======== TEXT BLOCK ========
In Northern Ireland, the Troubles are not the only part of its troubled past and present. In March this year, the Stormont administration found itself mired in controversy over women’s reproductive rights and access to abortion services. In April, a fresh controversy arose: a legislative ban on so-called “gay conversion therapy”. On 18 March 2021, Ulster Unionist Party MLAs Doug Beattie and John Stewart tabled a private member’s motion in the Northern Ireland Assembly calling for a legislative ban on the practice. The motion was debated on 20 April, with one amendment ringfencing religious activities from the proposed ban, taking centre-stage.

To characterise the debate which followed as polarising would be to put it mildly. The Assembly Hansard for 20 April records angry, frustrated exchanges between MLAs who called for safeguarding the LGBTQ community from harmful practices (condemned by the UN Human Rights Council as creating “a significant risk of torture”) and MLAs who called for safeguarding the free exercise of religion.
======== RECORDED INFORMATION ========
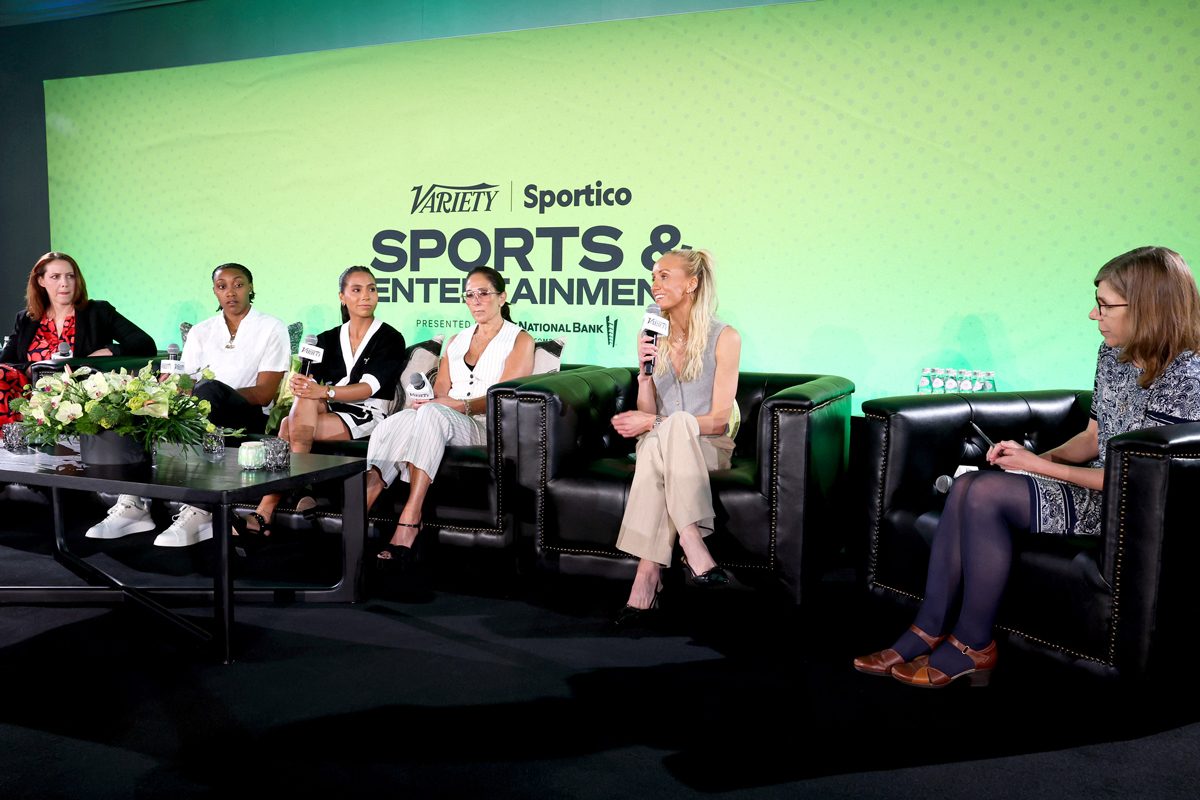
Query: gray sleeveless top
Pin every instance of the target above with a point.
(693, 396)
========
_WHAT IS REQUIRED_
Please continue the passage about the Northern Ireland Assembly debate on banning gay conversion therapy, starting after its last sentence.

_OUTPUT FOR THIS EXERCISE_
In the event, the DUP amendment failed and the UUP motion was passed unamended by 59 votes to 24, providing Communities Minister Deirdre Hargey MLA with a strong mandate to bring legislation to ban conversion therapy in Northern Ireland. However, that was not the end of the matter. In the immediate aftermath of the Assembly vote, the DUP signalled its intent to block legislation unless “robust protections for churches” were included. Eight days after the vote, the Northern Ireland First Minister and DUP leader Arlene Foster MLA faced significant rebellion in the party against her leadership and announced her intention to resign both the leadership of the DUP and the First Ministership. The extent to which the motion to ban conversion therapy played a part in the rebellion against Foster remains a matter for debate, especially given concerns about the impact of the DUP’s political stance on the very recently enacted access to abortion and same-sex marriage in Northern Ireland.

Almost a month later, Mr Justice Scoffield in the Northern Ireland High Court handed down judgment in JR111’s application for judicial review [2021] NIQB 48, declaring the language of “disorder” in the Gender Recognition Act 2004 (GRA) to be in breach of the ECHR.

As many around the world celebrated the International Day against Homophobia, Biphobia and Transphobia on 17 May, the events of the past month were a reminder of how different the story of LGBT equality was in Northern Ireland, compared to Great Britain.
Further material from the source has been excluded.